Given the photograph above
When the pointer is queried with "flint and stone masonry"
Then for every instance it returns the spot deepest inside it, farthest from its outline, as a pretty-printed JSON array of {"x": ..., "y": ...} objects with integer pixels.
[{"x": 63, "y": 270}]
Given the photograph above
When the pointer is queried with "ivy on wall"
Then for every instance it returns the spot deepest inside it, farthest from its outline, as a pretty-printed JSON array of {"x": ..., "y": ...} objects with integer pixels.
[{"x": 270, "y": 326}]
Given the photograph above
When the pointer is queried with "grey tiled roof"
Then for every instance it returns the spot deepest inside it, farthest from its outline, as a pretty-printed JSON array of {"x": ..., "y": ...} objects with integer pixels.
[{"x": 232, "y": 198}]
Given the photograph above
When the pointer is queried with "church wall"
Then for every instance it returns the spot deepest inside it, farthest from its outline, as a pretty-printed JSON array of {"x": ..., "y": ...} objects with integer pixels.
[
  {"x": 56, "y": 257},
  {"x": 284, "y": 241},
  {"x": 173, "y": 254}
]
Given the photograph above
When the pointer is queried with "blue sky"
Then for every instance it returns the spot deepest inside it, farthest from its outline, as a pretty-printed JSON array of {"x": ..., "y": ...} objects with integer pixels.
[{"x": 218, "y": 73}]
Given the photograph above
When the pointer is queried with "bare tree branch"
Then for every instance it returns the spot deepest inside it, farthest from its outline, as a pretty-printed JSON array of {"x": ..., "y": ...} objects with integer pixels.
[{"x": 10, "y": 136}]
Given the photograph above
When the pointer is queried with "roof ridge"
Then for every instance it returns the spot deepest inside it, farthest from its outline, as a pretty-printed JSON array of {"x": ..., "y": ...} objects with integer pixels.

Set exercise.
Write out all of the records once more, exactly.

Result of the task.
Given the photograph above
When the pointer is queried with "flint and stone masonry"
Then for every instance it returns the spot deepest inside it, farthest from its outline, as a pretty-printed JSON array of {"x": ..., "y": ...} objects with integer pixels.
[{"x": 63, "y": 270}]
Given the photograph above
When the pointer is queried with "ivy on wall"
Then for every instance it returns the spot deepest inside it, farthest from its outline, as a pretty-printed JSON array of {"x": ..., "y": ...} objects with integer pixels.
[{"x": 270, "y": 326}]
Given the photograph above
When the pointer is queried with "grey tiled roof"
Then for every instance it returns the spot deepest inside it, farthest from its outline, as a pretty-printed JSON array of {"x": ..., "y": ...} objects with integer pixels.
[{"x": 232, "y": 198}]
Given the photograph above
When the pointer is queried with "church wall"
Then for every instance it returns the spot deepest inside it, farthest from its outline, as a pretty-printed JSON array of {"x": ..., "y": ...} objects with integer pixels.
[
  {"x": 56, "y": 257},
  {"x": 284, "y": 241},
  {"x": 173, "y": 254}
]
Given the photograph above
When the pointer is queried with "blue sky"
Then for every instance it returns the spot deepest inside it, farthest from its outline, as a pretty-printed JSON array of {"x": ..., "y": ...} objects with integer pixels.
[{"x": 218, "y": 73}]
Given the photograph above
When the pointer is queried with "bare tree branch"
Then for every instance it returns the spot deepest inside it, farthest from its outline, as a pretty-printed JSON array of {"x": ..., "y": ...} objects with integer pixels.
[{"x": 10, "y": 136}]
Given the photograph above
When the pointer is queried with "roof ridge"
Then for every instance it returns the spot deepest inside it, farthest from its outline, as a pretty-printed JSON array of {"x": ..., "y": ...} objects with integer pixels.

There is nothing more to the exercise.